**Problem description**
Which lines of the entries below contain the string "window"? Copy each one.

**Referring expression pointing data**

"""

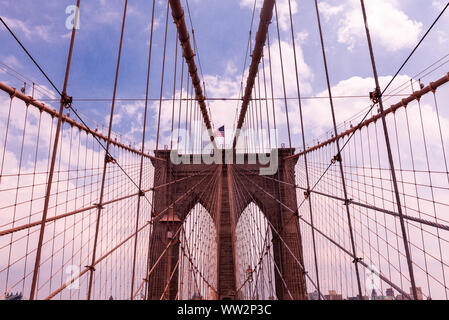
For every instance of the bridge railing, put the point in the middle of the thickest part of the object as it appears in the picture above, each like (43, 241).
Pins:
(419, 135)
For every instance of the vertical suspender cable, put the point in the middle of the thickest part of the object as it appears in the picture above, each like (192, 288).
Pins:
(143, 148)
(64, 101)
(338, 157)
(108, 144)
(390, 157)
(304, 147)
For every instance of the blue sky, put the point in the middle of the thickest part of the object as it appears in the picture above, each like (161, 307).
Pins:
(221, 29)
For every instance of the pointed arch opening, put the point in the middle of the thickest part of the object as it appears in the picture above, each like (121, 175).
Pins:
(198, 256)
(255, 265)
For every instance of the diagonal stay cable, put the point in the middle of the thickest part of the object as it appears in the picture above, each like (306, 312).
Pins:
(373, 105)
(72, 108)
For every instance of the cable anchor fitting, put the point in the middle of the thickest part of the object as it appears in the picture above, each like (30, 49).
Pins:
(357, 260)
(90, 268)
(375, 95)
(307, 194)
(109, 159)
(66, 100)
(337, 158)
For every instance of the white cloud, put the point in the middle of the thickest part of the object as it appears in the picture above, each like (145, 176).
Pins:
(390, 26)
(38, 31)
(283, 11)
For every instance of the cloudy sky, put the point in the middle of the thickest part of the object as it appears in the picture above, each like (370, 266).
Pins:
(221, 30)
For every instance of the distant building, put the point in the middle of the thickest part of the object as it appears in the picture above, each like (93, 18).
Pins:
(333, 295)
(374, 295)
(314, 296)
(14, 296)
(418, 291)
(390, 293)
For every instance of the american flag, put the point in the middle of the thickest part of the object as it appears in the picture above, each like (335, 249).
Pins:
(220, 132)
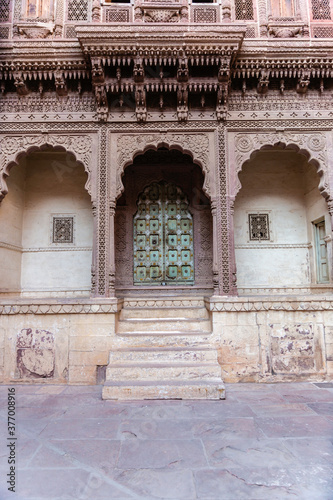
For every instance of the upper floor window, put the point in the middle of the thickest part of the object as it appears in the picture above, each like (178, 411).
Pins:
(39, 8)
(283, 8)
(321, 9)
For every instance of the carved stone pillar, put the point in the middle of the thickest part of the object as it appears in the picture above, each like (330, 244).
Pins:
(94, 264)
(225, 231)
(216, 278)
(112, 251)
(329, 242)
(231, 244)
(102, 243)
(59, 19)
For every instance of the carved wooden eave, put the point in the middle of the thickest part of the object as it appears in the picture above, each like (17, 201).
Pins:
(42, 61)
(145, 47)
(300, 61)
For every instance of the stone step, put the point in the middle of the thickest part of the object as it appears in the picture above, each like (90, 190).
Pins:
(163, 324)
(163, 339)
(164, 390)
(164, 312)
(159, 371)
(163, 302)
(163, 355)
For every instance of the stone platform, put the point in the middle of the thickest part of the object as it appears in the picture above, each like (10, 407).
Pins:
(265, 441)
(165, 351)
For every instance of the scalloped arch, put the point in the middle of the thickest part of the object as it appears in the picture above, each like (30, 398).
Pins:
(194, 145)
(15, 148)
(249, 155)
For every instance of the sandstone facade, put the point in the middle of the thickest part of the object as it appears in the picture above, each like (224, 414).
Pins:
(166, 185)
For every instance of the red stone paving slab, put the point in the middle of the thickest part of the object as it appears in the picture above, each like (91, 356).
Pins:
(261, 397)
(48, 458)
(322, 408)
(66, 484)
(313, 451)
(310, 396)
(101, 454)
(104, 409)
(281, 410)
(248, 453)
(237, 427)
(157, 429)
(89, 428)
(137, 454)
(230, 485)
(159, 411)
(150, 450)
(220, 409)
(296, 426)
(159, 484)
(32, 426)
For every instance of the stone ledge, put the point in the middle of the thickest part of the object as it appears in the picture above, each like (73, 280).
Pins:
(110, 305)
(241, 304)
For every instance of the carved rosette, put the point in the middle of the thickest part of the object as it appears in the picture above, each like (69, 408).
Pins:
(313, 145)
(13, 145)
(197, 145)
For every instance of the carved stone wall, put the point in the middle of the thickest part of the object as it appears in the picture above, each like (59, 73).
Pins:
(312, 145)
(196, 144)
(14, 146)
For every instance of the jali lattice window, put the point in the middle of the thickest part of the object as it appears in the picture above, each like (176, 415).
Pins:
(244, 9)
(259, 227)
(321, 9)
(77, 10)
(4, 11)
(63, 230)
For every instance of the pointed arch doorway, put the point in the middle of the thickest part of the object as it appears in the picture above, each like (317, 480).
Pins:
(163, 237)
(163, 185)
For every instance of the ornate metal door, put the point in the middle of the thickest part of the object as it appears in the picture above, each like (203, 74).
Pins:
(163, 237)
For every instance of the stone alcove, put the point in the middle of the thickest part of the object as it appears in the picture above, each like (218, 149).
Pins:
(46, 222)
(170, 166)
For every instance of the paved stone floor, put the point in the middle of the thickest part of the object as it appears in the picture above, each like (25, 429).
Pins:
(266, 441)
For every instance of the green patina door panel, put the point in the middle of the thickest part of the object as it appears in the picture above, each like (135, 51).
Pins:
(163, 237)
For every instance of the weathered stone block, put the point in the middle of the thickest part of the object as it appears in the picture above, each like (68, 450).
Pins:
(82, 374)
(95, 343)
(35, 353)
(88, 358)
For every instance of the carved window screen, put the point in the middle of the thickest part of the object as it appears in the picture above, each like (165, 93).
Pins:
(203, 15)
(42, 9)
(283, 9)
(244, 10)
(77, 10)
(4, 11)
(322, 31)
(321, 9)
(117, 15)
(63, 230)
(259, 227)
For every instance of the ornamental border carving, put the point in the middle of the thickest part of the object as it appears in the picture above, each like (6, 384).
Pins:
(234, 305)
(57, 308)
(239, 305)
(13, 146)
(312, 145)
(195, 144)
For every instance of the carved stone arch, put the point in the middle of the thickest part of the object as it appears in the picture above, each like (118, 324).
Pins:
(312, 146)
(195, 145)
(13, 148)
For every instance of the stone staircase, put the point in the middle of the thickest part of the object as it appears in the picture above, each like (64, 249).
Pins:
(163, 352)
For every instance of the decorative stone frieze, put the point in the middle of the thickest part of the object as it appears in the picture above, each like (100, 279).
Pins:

"""

**Completed exercise**
For every instance of the upper floor window, put the point in the middle of the thickest part of the object as it appears in the picture above, each like (178, 411).
For every instance of the jali lattice window, put the point in the middle of the thickest part of the object as it appears in the picture above, each like (176, 415).
For every instance of the carved window screen, put the point in the middle of the thickest part of the object as it appears in the picture above, each like (165, 93).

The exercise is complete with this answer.